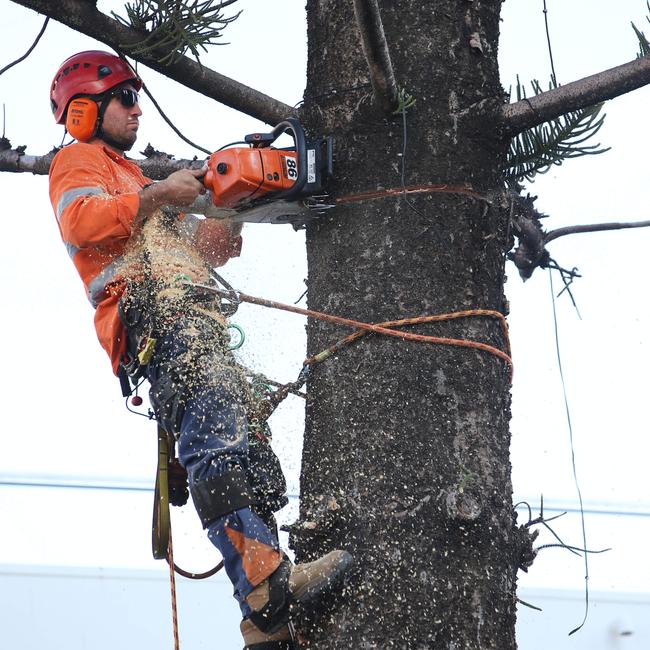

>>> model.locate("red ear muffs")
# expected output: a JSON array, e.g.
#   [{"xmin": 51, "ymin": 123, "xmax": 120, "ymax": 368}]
[{"xmin": 65, "ymin": 97, "xmax": 99, "ymax": 142}]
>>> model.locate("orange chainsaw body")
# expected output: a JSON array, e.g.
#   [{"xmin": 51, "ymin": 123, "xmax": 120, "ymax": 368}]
[{"xmin": 203, "ymin": 147, "xmax": 298, "ymax": 208}]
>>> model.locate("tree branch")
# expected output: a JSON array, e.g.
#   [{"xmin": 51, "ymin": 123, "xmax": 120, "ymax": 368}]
[
  {"xmin": 12, "ymin": 0, "xmax": 295, "ymax": 124},
  {"xmin": 354, "ymin": 0, "xmax": 399, "ymax": 113},
  {"xmin": 0, "ymin": 138, "xmax": 203, "ymax": 181},
  {"xmin": 502, "ymin": 56, "xmax": 650, "ymax": 136},
  {"xmin": 508, "ymin": 195, "xmax": 650, "ymax": 280},
  {"xmin": 544, "ymin": 221, "xmax": 650, "ymax": 244}
]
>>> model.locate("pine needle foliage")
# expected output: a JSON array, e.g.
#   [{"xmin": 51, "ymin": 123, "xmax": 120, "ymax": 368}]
[
  {"xmin": 632, "ymin": 2, "xmax": 650, "ymax": 58},
  {"xmin": 112, "ymin": 0, "xmax": 241, "ymax": 65},
  {"xmin": 505, "ymin": 78, "xmax": 609, "ymax": 187}
]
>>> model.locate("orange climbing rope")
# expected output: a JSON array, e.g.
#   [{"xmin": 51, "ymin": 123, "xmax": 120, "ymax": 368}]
[
  {"xmin": 233, "ymin": 285, "xmax": 513, "ymax": 378},
  {"xmin": 167, "ymin": 525, "xmax": 181, "ymax": 650}
]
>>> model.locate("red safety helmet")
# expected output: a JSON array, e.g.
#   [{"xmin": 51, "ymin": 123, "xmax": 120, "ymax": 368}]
[{"xmin": 50, "ymin": 50, "xmax": 142, "ymax": 124}]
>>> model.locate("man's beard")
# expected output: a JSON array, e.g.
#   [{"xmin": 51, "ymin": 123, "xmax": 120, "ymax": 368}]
[{"xmin": 98, "ymin": 129, "xmax": 138, "ymax": 151}]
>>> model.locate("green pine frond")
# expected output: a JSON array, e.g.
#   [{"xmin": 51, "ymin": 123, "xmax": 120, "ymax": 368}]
[
  {"xmin": 631, "ymin": 2, "xmax": 650, "ymax": 58},
  {"xmin": 505, "ymin": 78, "xmax": 609, "ymax": 186},
  {"xmin": 112, "ymin": 0, "xmax": 241, "ymax": 65}
]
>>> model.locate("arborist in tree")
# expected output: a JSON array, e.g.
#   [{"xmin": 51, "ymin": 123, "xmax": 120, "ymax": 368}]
[{"xmin": 50, "ymin": 51, "xmax": 351, "ymax": 650}]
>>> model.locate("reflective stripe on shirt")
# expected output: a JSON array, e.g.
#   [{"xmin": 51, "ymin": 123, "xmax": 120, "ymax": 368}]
[
  {"xmin": 56, "ymin": 187, "xmax": 106, "ymax": 221},
  {"xmin": 63, "ymin": 241, "xmax": 80, "ymax": 260}
]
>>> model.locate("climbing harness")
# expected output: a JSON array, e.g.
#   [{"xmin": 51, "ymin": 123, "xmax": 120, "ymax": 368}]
[{"xmin": 143, "ymin": 270, "xmax": 513, "ymax": 650}]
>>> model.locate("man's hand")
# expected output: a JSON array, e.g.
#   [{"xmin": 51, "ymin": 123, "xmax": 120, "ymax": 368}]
[{"xmin": 138, "ymin": 165, "xmax": 208, "ymax": 217}]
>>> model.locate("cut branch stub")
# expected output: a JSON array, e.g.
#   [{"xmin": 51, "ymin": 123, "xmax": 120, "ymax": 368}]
[{"xmin": 354, "ymin": 0, "xmax": 399, "ymax": 113}]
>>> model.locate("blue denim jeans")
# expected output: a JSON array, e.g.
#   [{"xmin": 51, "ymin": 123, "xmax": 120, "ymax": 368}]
[{"xmin": 146, "ymin": 317, "xmax": 282, "ymax": 616}]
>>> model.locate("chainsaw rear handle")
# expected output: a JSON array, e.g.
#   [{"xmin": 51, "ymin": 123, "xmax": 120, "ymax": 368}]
[{"xmin": 246, "ymin": 117, "xmax": 307, "ymax": 201}]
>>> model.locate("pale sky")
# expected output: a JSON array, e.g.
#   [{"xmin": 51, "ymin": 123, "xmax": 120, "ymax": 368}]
[{"xmin": 0, "ymin": 0, "xmax": 650, "ymax": 624}]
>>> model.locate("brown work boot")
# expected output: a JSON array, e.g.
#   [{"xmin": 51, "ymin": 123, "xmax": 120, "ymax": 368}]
[
  {"xmin": 246, "ymin": 551, "xmax": 352, "ymax": 633},
  {"xmin": 239, "ymin": 618, "xmax": 297, "ymax": 650}
]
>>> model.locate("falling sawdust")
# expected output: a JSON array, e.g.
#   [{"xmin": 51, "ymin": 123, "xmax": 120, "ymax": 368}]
[{"xmin": 121, "ymin": 212, "xmax": 254, "ymax": 436}]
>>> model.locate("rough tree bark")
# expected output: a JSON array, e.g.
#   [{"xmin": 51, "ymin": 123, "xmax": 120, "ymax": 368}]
[{"xmin": 292, "ymin": 0, "xmax": 519, "ymax": 650}]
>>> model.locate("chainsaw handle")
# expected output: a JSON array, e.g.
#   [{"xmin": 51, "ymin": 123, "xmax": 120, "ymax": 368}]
[{"xmin": 262, "ymin": 117, "xmax": 307, "ymax": 201}]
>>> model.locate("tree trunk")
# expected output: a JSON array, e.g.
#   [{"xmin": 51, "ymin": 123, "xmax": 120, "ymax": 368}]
[{"xmin": 292, "ymin": 0, "xmax": 519, "ymax": 650}]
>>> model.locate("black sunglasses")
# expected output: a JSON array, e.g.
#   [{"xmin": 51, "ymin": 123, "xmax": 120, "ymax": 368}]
[{"xmin": 108, "ymin": 88, "xmax": 140, "ymax": 108}]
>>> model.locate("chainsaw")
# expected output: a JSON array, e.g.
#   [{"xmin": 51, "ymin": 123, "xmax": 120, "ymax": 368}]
[{"xmin": 189, "ymin": 117, "xmax": 334, "ymax": 229}]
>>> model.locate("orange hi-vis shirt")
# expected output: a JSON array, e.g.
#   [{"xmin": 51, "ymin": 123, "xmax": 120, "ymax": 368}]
[{"xmin": 50, "ymin": 142, "xmax": 241, "ymax": 374}]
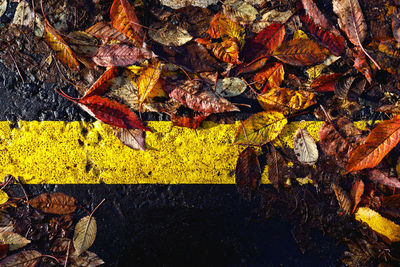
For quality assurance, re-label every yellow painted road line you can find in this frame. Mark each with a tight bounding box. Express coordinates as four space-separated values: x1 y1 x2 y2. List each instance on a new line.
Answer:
0 121 370 184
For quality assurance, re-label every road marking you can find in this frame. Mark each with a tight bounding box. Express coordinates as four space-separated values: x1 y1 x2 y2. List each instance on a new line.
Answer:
0 121 365 184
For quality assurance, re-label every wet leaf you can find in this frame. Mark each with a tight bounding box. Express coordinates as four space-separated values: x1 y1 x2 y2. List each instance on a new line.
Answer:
73 216 97 256
44 19 79 71
243 23 286 62
350 180 364 213
257 87 316 114
0 250 42 267
110 0 144 47
346 116 400 172
215 77 247 97
355 207 400 242
293 127 318 165
273 39 329 66
234 111 287 146
332 184 351 214
0 190 8 205
92 44 152 67
28 192 76 215
113 127 146 151
149 24 193 46
235 147 261 190
86 21 131 43
0 232 31 251
223 0 258 24
164 80 239 114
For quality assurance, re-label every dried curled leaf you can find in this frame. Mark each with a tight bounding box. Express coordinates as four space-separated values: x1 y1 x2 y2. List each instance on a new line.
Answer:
234 111 287 146
355 207 400 242
273 39 329 66
0 250 42 267
28 192 76 215
257 87 316 114
346 116 400 172
293 127 318 165
235 147 261 190
44 19 79 71
73 216 97 256
164 80 239 114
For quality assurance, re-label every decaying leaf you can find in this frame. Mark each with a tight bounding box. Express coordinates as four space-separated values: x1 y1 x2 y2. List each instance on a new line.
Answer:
355 207 400 242
273 39 329 66
350 179 364 213
0 232 31 251
164 80 239 114
257 87 316 114
332 184 352 214
149 24 193 46
92 44 152 67
215 77 247 97
0 250 42 267
235 147 261 193
234 111 287 146
28 192 76 215
113 127 145 151
73 216 97 256
346 116 400 172
293 127 318 165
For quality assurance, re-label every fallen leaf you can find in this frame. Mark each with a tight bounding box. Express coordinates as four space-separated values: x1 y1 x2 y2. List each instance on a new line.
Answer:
332 183 351 214
235 147 261 190
0 232 31 252
149 23 193 46
44 19 79 71
164 80 239 115
346 116 400 172
350 179 364 213
112 127 146 151
110 0 144 47
73 216 97 256
273 39 329 66
28 192 76 215
355 207 400 242
293 127 318 165
215 77 247 97
234 111 287 146
92 44 152 67
0 250 42 267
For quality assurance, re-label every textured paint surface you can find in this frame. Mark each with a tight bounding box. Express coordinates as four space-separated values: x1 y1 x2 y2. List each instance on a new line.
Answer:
0 121 372 184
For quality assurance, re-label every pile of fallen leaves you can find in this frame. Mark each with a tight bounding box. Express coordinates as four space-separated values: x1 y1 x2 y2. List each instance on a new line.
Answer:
0 176 104 267
0 0 400 266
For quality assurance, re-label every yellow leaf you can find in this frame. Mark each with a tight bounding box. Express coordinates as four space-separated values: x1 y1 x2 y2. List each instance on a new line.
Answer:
257 87 315 114
0 190 8 205
235 111 287 146
355 207 400 242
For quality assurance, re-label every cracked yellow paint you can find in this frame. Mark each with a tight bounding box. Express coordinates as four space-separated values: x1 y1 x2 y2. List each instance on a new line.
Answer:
0 121 374 184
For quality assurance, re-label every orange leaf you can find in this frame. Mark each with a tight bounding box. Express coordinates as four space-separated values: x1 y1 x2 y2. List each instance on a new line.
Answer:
44 19 79 71
273 39 329 66
346 115 400 172
110 0 144 47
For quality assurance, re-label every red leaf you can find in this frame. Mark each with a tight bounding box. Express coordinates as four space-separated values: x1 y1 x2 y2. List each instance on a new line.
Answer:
92 44 152 67
243 23 286 62
235 147 261 193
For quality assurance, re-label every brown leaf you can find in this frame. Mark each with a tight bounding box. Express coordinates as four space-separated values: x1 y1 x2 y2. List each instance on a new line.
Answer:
44 19 79 71
346 116 400 172
110 0 144 47
273 38 329 66
235 147 261 193
28 192 76 215
164 80 239 115
92 44 152 67
0 250 42 267
350 180 364 213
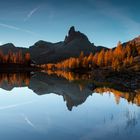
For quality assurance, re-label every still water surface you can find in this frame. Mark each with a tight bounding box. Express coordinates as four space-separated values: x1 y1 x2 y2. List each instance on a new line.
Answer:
0 72 140 140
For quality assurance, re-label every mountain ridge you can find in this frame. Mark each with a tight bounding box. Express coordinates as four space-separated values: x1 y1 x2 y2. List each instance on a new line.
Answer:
0 26 140 64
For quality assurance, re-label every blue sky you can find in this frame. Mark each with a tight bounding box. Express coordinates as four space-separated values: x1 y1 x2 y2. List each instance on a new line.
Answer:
0 0 140 47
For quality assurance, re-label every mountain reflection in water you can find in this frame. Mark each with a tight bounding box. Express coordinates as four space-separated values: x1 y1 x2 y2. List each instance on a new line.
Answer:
0 71 140 110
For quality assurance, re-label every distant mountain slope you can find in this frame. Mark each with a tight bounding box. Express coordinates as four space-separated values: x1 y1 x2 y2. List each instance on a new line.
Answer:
0 26 140 64
30 27 104 64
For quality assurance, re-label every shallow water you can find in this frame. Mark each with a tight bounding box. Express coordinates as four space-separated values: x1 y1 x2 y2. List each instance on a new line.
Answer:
0 72 140 140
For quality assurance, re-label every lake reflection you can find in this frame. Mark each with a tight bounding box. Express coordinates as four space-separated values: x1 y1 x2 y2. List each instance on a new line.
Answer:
0 73 140 140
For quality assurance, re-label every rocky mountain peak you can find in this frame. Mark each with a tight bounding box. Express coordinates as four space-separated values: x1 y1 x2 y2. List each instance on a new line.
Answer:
64 26 89 44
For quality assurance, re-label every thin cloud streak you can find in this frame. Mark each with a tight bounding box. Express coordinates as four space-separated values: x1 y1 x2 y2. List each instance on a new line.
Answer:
0 23 38 35
24 7 40 21
96 1 140 35
0 101 34 110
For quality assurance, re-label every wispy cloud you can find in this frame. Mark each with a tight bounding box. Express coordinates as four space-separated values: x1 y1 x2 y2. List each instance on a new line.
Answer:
96 1 140 34
0 23 38 35
24 7 40 21
0 101 34 110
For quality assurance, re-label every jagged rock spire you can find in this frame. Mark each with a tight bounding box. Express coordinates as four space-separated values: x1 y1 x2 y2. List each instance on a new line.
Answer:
69 26 75 35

WHAT TO DO -
Reformat the span of the material from the line containing "For quality assurance, re-label every pile" through the line containing "0 0 400 266", inclusive, as a numbered list with one line per item and any blank lines dropped.

RESPONSE -
1. For quality assurance, re-label every pile of fallen leaves you can find in this frame. Mark each with a tight bounding box. Express coordinates as four space-separated values: x1 y1 x2 y2. List each instance on a new line.
2. Answer:
3. 0 176 104 267
4. 0 0 400 266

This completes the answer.